Stated goal: Scale the items from the line with "the chef's left" to the line with "(1008, 746)", both included, and write all of those lines out again with the requests unchanged. Multiply every coordinate in the answers by 0.45 and round each to a whole number, with halves rounding up.

# START OF Provided records

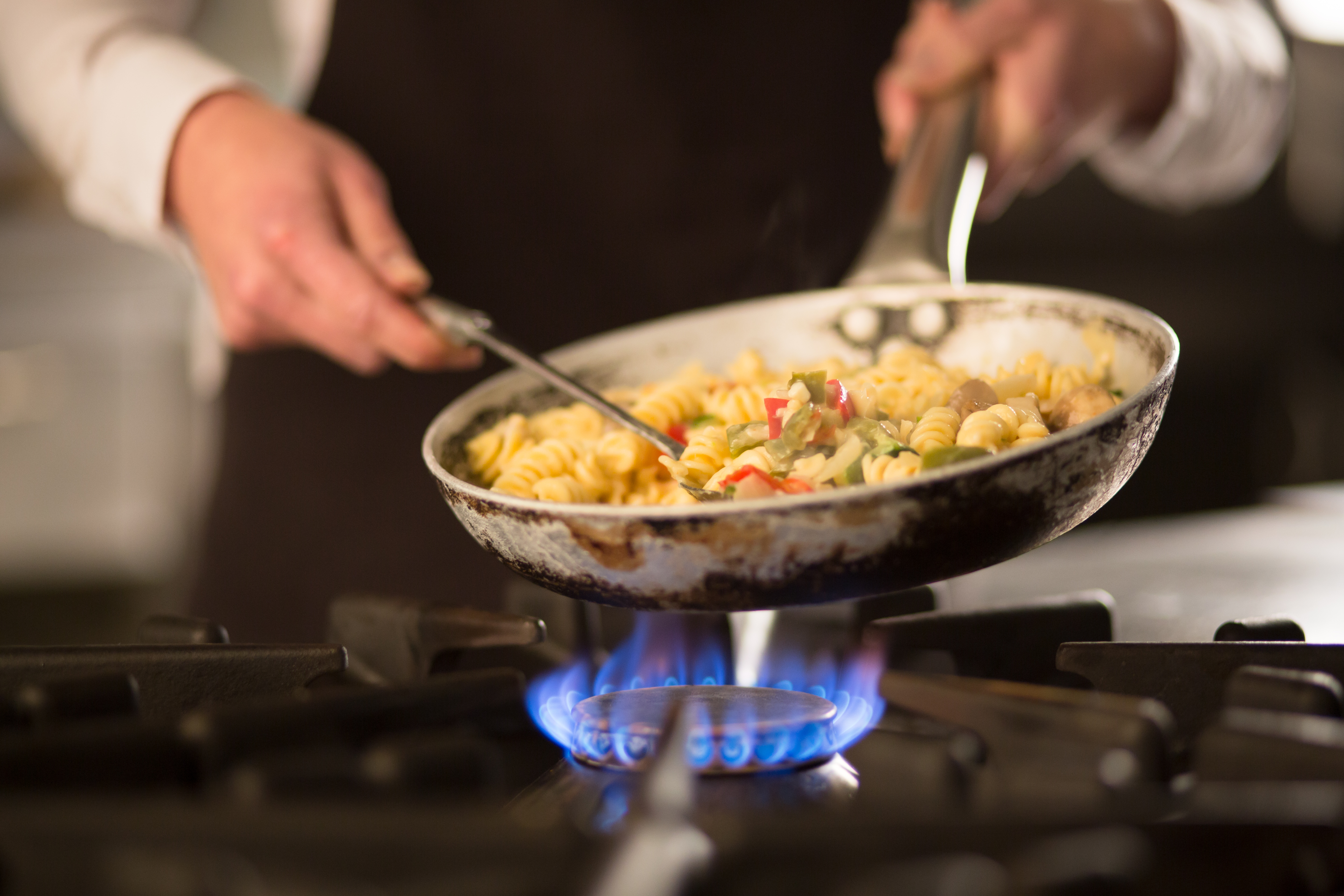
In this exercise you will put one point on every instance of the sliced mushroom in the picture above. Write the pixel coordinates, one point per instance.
(1078, 405)
(971, 397)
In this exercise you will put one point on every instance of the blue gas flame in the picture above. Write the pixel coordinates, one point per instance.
(668, 649)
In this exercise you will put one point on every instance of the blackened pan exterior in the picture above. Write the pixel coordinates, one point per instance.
(847, 543)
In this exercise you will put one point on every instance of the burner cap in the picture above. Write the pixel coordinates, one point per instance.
(734, 730)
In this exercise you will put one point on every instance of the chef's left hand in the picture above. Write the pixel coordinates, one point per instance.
(1064, 78)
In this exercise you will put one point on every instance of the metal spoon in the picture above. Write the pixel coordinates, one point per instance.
(464, 324)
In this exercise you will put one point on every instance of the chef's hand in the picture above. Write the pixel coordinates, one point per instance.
(294, 230)
(1064, 78)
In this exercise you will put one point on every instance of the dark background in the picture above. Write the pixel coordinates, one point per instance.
(1257, 305)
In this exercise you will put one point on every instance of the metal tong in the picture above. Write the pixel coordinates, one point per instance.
(464, 324)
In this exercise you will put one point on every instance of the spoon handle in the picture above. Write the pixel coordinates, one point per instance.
(466, 324)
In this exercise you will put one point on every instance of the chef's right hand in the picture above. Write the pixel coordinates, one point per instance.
(296, 237)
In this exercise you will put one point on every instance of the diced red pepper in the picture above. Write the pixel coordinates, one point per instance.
(839, 399)
(772, 413)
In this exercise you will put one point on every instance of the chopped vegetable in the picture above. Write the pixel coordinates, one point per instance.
(705, 495)
(773, 408)
(802, 428)
(873, 433)
(838, 399)
(746, 436)
(853, 475)
(816, 383)
(849, 453)
(952, 455)
(750, 483)
(892, 448)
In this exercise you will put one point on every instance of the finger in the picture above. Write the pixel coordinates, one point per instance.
(332, 275)
(373, 229)
(268, 308)
(898, 109)
(933, 54)
(992, 26)
(1013, 144)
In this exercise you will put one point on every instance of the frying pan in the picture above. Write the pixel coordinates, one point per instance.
(850, 542)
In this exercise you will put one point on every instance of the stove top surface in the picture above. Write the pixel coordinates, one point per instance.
(1008, 746)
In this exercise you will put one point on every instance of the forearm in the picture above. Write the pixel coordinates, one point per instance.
(101, 89)
(1225, 124)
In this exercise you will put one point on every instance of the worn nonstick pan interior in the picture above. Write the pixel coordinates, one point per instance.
(847, 543)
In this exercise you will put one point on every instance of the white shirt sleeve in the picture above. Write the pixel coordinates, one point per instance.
(1226, 122)
(100, 89)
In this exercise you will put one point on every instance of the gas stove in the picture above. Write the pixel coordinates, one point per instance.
(885, 746)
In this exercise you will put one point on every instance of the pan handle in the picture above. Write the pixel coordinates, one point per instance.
(921, 234)
(464, 324)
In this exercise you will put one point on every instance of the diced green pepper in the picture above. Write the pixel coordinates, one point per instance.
(705, 495)
(816, 383)
(744, 437)
(853, 475)
(951, 455)
(892, 448)
(869, 430)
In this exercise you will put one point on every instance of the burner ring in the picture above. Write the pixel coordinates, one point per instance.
(734, 730)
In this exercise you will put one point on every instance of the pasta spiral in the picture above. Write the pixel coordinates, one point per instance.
(546, 460)
(1031, 426)
(936, 429)
(890, 468)
(622, 452)
(574, 455)
(490, 453)
(704, 456)
(668, 405)
(737, 404)
(991, 429)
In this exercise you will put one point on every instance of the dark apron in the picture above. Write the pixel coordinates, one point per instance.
(572, 167)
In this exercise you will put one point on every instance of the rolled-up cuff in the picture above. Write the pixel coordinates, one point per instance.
(1225, 126)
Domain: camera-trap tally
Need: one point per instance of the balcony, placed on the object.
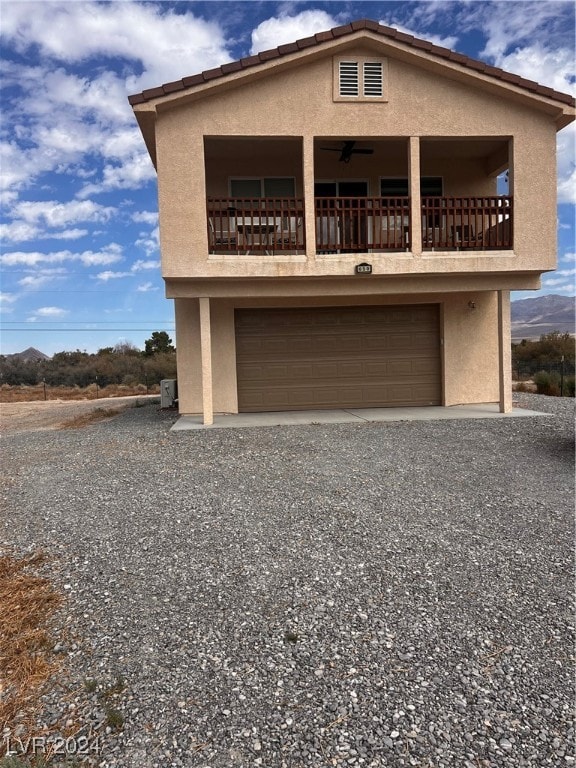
(467, 223)
(274, 226)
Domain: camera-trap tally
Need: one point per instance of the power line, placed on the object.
(81, 330)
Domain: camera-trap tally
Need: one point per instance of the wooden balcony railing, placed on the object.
(357, 224)
(255, 225)
(360, 224)
(460, 223)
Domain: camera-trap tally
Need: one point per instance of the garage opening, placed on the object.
(338, 357)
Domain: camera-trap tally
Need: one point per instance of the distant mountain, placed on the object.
(533, 317)
(29, 355)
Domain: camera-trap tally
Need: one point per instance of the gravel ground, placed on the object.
(392, 594)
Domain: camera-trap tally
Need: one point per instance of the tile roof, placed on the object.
(339, 32)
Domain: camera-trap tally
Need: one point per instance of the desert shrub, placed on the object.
(547, 383)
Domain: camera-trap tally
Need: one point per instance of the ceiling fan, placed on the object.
(348, 150)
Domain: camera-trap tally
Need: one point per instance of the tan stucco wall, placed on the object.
(299, 104)
(469, 348)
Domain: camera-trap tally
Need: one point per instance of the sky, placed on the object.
(80, 261)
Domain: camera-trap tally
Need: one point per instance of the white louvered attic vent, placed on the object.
(349, 78)
(373, 79)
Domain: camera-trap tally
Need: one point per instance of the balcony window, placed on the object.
(430, 186)
(272, 186)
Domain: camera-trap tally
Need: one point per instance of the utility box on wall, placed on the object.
(168, 393)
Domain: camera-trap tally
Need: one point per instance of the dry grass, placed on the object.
(25, 394)
(85, 419)
(27, 661)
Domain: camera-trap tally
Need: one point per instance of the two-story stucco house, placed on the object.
(332, 230)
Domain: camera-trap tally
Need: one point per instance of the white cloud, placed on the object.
(145, 217)
(108, 255)
(109, 275)
(51, 312)
(56, 214)
(7, 298)
(132, 173)
(159, 41)
(42, 277)
(74, 121)
(34, 220)
(286, 29)
(141, 264)
(151, 243)
(565, 272)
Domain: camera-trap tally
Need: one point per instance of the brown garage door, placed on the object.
(338, 357)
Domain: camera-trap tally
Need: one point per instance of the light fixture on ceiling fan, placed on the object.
(348, 150)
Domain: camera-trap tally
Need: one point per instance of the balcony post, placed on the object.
(504, 352)
(414, 192)
(206, 353)
(308, 194)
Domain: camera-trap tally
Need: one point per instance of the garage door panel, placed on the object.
(338, 357)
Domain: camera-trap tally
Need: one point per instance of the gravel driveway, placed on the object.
(392, 594)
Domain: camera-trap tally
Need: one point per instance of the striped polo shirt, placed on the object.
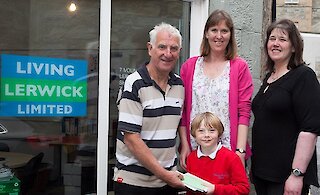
(146, 109)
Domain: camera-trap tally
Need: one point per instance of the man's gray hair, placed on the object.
(164, 27)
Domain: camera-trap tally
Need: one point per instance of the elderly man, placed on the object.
(150, 106)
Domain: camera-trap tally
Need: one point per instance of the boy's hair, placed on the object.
(209, 119)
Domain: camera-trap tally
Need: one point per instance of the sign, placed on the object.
(40, 86)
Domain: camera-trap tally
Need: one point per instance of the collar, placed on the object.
(146, 76)
(212, 155)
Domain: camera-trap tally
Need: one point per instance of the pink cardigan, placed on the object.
(240, 93)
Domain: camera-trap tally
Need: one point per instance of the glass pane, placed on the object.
(131, 22)
(49, 58)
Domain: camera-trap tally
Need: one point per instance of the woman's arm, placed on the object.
(242, 141)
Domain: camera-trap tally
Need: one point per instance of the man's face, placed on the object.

# END OF Provided records

Reply:
In this exercise you will put one point on every instance of the chef's left hand in the picture above. Write the pixel coordinates, one point per instance.
(479, 35)
In this exercise you will put one point on every instance of the metal spoon in the picture above. Write the pixel coordinates, one point per instance.
(209, 146)
In this exercise you will put one point on every instance of the chef's hand in the picture above. Write the pixel coordinates, one point per instance.
(132, 104)
(479, 35)
In this exercise you will put one point on every instance of the dark background in the picture above. Write the pixel coordinates, one point per instance.
(566, 137)
In this exercise you will put one point on every instance of the metal tong in the picture above. Write the pixel coordinates, one point per instance.
(209, 146)
In this exercise you will put one point on every instance of the spoon handle in the picture above. Write the pixel coordinates, one point per instance.
(210, 146)
In this exercise you will put one point on every instance of the chef's right hand in the picture above. Write the pixel coordinates, one point per instance.
(133, 107)
In this exercise you will put one point on every instance of the diced red pepper in the picture above. Write the pixel coordinates, one point per instance.
(378, 180)
(347, 186)
In this exercise you will put one point on every instance of the chopped vegetable in the picture above. Write the pixel coordinates, one point per instance.
(317, 223)
(348, 184)
(361, 193)
(393, 195)
(377, 180)
(336, 196)
(384, 214)
(367, 172)
(382, 204)
(428, 205)
(338, 217)
(401, 202)
In this exercise you will put one point on every instance of the finger in the picture above. Write the pixel coordinates, one point per instance.
(149, 124)
(168, 103)
(121, 139)
(404, 49)
(420, 24)
(446, 12)
(456, 65)
In this exercise you will put one point on every instance of the frying pan in the picture above. Write the pixel coordinates, one point per instance.
(383, 244)
In this exercise you will put one point on every instance of the stove top surface in the picture above. Write the pixel coordinates, one point per instance.
(454, 336)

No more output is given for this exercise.